▼▼▼
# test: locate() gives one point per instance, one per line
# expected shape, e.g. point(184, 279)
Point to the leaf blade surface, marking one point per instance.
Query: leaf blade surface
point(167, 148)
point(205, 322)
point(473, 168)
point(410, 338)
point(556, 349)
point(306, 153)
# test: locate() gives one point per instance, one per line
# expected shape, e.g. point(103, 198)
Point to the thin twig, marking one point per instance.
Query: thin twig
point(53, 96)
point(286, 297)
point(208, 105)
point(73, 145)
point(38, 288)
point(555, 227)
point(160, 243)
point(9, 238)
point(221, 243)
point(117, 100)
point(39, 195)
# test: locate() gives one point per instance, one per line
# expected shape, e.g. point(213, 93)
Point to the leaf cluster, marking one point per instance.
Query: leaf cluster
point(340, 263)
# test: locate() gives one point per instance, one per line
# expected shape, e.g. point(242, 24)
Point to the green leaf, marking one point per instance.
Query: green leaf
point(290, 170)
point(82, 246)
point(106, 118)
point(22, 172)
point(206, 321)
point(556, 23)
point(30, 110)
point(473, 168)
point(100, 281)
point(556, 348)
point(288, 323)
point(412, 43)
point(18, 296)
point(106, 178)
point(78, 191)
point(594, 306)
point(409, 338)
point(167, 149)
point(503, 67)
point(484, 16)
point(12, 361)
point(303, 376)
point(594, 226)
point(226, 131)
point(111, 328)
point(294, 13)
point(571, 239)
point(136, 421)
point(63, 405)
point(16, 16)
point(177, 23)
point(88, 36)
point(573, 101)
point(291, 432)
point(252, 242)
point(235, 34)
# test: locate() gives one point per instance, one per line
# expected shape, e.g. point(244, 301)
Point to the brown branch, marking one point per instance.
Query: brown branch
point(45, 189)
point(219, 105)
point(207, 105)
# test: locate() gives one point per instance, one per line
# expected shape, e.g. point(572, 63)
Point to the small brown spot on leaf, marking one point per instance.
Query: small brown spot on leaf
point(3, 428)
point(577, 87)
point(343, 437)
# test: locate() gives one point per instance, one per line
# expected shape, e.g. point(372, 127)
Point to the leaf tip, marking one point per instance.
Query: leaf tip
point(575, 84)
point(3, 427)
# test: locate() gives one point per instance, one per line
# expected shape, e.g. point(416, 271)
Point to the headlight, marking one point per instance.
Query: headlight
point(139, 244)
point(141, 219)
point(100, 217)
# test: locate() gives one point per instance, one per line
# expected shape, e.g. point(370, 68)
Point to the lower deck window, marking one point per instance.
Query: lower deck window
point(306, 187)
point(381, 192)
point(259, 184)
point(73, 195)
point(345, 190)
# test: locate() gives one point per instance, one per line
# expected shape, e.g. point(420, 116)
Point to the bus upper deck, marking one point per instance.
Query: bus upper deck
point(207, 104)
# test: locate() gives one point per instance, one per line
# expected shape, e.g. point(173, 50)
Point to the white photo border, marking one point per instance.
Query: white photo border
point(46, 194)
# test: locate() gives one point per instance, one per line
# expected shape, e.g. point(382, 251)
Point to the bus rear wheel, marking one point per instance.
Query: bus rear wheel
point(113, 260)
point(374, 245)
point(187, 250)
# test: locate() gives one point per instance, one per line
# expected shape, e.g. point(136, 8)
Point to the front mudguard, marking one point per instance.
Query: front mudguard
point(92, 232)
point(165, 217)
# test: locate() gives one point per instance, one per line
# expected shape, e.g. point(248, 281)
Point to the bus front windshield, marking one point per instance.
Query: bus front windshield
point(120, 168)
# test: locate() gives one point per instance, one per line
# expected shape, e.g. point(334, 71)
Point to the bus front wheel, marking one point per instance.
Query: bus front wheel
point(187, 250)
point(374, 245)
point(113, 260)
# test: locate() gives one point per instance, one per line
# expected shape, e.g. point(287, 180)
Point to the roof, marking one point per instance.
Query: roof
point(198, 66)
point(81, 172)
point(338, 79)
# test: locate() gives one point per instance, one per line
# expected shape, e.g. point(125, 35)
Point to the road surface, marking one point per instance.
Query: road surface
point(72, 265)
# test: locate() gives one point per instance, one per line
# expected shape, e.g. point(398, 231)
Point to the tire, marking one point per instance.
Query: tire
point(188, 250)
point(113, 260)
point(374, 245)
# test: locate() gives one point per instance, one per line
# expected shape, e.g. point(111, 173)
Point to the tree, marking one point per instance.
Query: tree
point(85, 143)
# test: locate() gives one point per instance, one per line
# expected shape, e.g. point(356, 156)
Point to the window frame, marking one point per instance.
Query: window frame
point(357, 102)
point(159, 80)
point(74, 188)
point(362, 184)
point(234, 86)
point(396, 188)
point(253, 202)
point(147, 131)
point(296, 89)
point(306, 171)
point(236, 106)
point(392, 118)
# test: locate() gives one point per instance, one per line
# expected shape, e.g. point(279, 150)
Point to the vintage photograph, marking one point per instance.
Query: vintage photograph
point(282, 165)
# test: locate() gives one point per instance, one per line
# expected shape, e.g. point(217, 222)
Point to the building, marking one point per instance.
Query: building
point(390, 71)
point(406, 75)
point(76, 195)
▲▲▲
=== Directive ===
Switch "thin twig" to "slender twig" in the stretch from the start of the lines through the line that contains "point(39, 195)", and keep everything else unchanged. Give back only those lines.

=== Exercise result ===
# test: locate() gives one point per instance, one per line
# expected shape, e.g. point(184, 279)
Point to the leaf blade surface, marking one point per instance.
Query: leaf blade surface
point(167, 148)
point(205, 322)
point(473, 168)
point(410, 338)
point(556, 349)
point(306, 153)
# test: locate() gives one point per instance, one per line
# expected shape, e.g. point(103, 198)
Point to the slender twig, marking one point per instance.
Query: slender twig
point(53, 96)
point(286, 297)
point(208, 105)
point(73, 145)
point(38, 288)
point(555, 227)
point(160, 243)
point(9, 238)
point(221, 243)
point(117, 100)
point(39, 195)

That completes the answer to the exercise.